### TASK BRIEF
Retype the full set of data, character for character.

### RECORDS FOR THE EXERCISE
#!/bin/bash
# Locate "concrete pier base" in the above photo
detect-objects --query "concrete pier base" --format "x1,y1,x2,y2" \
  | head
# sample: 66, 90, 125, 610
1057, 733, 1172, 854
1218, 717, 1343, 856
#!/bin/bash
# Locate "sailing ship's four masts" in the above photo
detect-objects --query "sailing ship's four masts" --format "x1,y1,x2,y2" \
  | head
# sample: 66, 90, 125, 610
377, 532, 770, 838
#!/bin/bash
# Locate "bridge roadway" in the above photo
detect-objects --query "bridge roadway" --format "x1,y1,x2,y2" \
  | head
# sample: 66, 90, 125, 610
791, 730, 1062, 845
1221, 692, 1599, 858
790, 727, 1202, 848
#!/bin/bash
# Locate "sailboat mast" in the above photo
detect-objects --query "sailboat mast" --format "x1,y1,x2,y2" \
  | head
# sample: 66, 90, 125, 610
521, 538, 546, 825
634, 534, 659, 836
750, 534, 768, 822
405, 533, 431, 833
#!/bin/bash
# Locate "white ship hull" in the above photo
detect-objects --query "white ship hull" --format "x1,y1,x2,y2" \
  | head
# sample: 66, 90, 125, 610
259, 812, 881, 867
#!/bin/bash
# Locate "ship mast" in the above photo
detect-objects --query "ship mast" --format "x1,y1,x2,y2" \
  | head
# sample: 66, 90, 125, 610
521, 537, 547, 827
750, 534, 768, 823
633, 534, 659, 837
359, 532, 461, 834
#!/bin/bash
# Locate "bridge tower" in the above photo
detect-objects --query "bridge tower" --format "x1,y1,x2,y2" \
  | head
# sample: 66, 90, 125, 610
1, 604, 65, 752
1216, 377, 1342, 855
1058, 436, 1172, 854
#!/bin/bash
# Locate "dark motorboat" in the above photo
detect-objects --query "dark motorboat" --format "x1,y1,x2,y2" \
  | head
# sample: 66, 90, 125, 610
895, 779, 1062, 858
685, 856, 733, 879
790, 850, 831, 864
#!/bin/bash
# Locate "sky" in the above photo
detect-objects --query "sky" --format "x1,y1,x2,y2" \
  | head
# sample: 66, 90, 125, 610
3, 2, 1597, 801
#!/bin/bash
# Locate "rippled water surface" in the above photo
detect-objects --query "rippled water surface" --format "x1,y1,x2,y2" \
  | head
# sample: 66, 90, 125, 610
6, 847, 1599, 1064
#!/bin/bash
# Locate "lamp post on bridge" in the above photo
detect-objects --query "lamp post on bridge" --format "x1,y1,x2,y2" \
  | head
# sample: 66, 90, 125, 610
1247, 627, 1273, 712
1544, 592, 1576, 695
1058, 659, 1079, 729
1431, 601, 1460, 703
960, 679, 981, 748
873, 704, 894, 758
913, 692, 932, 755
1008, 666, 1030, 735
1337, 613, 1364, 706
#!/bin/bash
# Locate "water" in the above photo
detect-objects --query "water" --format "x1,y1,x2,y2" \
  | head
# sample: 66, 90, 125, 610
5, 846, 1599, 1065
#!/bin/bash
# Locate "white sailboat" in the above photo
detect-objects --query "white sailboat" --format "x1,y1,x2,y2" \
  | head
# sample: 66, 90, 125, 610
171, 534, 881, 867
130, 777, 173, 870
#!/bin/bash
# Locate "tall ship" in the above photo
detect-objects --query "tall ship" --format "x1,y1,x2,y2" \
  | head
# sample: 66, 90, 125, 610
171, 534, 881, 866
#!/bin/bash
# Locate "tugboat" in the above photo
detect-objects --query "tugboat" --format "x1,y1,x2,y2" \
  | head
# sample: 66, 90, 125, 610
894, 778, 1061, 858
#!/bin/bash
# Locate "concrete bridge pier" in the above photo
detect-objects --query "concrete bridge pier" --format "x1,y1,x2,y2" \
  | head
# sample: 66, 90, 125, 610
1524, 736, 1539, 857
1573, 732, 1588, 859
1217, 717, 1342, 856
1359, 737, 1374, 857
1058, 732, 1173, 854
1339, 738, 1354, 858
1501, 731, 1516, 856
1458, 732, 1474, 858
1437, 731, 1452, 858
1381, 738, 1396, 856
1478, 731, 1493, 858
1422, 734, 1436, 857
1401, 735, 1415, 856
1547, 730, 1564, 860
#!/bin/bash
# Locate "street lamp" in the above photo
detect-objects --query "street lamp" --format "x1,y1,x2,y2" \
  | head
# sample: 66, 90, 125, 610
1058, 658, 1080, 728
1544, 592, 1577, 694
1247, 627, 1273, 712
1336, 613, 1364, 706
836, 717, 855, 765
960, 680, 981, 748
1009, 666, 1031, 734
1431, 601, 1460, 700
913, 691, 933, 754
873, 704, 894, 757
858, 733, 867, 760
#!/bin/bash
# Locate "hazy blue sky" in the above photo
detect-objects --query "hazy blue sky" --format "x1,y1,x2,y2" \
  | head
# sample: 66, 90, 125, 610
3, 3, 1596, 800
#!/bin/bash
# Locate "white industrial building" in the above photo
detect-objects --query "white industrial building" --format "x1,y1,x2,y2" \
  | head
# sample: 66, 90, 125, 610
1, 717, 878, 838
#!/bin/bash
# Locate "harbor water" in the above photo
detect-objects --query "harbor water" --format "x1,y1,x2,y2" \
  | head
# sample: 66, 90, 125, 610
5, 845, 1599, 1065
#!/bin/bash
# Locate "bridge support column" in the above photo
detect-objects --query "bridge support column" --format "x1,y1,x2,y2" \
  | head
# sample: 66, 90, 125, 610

### REPLY TO THE TASK
#!/bin/bash
# Locate "concrete pier base" in the above photo
detect-objects --query "concrete pier base" --format "x1,y1,x2,y2" \
  | head
# sample: 66, 90, 125, 610
1057, 733, 1172, 854
1218, 717, 1343, 856
#!/bin/bash
# Locate "sailing ship's four masts" in the above photo
detect-objects --query "sailing ship's four masts" --format "x1,y1,x2,y2" \
  | head
# sample: 66, 90, 125, 610
377, 532, 770, 838
#!/bin/bash
# Locate "bridge roadway" in the above photo
detect-objects --query "bridge roadway" --format "x1,y1,x2,y2" \
  | head
# sample: 66, 90, 125, 610
791, 730, 1062, 845
1221, 692, 1599, 858
790, 727, 1202, 848
#!/bin/bash
# Locate "sailboat mast" in the above photo
detect-objects --query "sailboat mast" --format "x1,y1,x2,y2" \
  | head
# sample: 66, 90, 125, 610
521, 538, 546, 825
634, 534, 659, 836
750, 534, 768, 822
405, 533, 431, 833
#!/bin/bash
# Locate "white ship hull" in the above photo
detect-objects --query "white ship hull" --format "x1,y1,x2,y2" \
  | head
# sample: 66, 90, 125, 610
259, 812, 881, 867
#!/bin/bash
# Locate "ship mast" in the above photo
detect-objects --query "ship mast" --format "x1,y1,x2,y2" \
  | head
# sample: 66, 90, 125, 610
521, 537, 547, 827
750, 534, 768, 823
633, 534, 659, 837
359, 532, 461, 834
#!/bin/bash
# Locate "bridge tower" in the above photo
detect-objects --query "bridge tower" --format "x1,y1,x2,y2" \
  | head
# sample: 66, 90, 125, 610
1, 604, 65, 752
1216, 377, 1342, 855
1058, 436, 1172, 854
#!/bin/bash
# Locate "dark motorboat" in the above photo
detect-objects --query "dark motorboat" --format "x1,y1,x2,y2" \
  | head
# sample: 66, 90, 125, 610
895, 779, 1062, 858
685, 856, 733, 879
790, 850, 831, 864
#!/bin/bash
# Locate "sky" in the above photo
detect-objects --query "sky" --format "x1,y1,x2,y2" \
  | head
# sample: 66, 90, 125, 610
3, 2, 1597, 801
#!/bin/bash
# Locate "rippled water surface" in the above photo
detect-objects --query "rippled water surface" --format "x1,y1,x2,y2" \
  | head
# sample: 66, 90, 125, 610
6, 847, 1599, 1064
#!/bin/bash
# Locate "lamp post on bridge" in the above photo
detect-objects --query "lamp post on bridge" --format "x1,y1,x2,y2" \
  | head
# sample: 66, 90, 125, 610
1247, 627, 1273, 712
1544, 592, 1576, 695
1058, 659, 1079, 729
1431, 601, 1460, 703
960, 679, 981, 748
873, 704, 894, 758
913, 692, 932, 755
1008, 666, 1030, 735
1337, 613, 1364, 706
#!/bin/bash
# Locate "water" in the above photo
detect-objects --query "water" --format "x1,y1,x2,y2" \
  | head
# sample: 66, 90, 125, 610
5, 846, 1599, 1065
#!/bin/bash
# Locate "white sailboat" in the above photo
detect-objects --query "white sailboat" --format "x1,y1,x2,y2" \
  | head
# sample: 66, 90, 125, 610
171, 534, 881, 867
130, 777, 173, 870
#!/bin/bash
# Locate "tall ship" in the above photo
detect-objects --query "tall ship" --format "x1,y1,x2,y2" \
  | head
# sample: 66, 90, 125, 610
171, 534, 881, 866
#!/bin/bash
# Locate "tugboat" in the above photo
detect-objects --query "tugboat" --format "x1,y1,x2,y2" \
  | head
# sample: 66, 90, 125, 610
894, 778, 1061, 858
#!/bin/bash
# Locate "concrete bridge pier" in the above photo
detect-objects --query "concrete bridge pier" --format "x1,y1,x2,y2" \
  | head
# sample: 66, 90, 125, 610
1524, 736, 1539, 857
1573, 732, 1588, 859
1217, 717, 1342, 856
1359, 737, 1374, 857
1058, 732, 1173, 854
1339, 738, 1354, 858
1501, 731, 1516, 856
1458, 732, 1474, 858
1437, 731, 1452, 858
1381, 738, 1396, 856
1478, 731, 1493, 858
1422, 734, 1436, 857
1401, 735, 1415, 856
1547, 730, 1564, 860
#!/bin/bash
# Locate "street lamp" in the above photo
detect-objects --query "street lamp" --format "x1,y1,x2,y2" \
  | head
# sample: 66, 90, 125, 610
1058, 658, 1080, 728
1544, 592, 1577, 694
1247, 627, 1273, 712
1336, 613, 1364, 706
836, 717, 855, 765
960, 680, 981, 748
1009, 666, 1031, 734
1431, 601, 1460, 700
913, 691, 933, 754
873, 704, 894, 757
858, 733, 867, 760
#!/bin/bash
# Locate "hazy blue sky" in the above photo
detect-objects --query "hazy blue sky" --format "x1,y1,x2,y2" \
  | head
# sample: 66, 90, 125, 610
3, 3, 1596, 800
#!/bin/bash
# Locate "white industrial building" in the above photo
detect-objects --query "white industrial building" --format "x1,y1,x2,y2" \
  | head
# sample: 66, 90, 125, 610
1, 717, 878, 838
#!/bin/bash
# Locate "harbor water" in the above photo
detect-objects --query "harbor water" --format "x1,y1,x2,y2" \
  | head
# sample: 66, 90, 125, 610
5, 845, 1599, 1065
#!/bin/bash
# Locate "bridge support column" in the above photo
detect-objects --query "bridge support column" --format "x1,y1,x2,y2" \
  | head
# sample: 66, 90, 125, 610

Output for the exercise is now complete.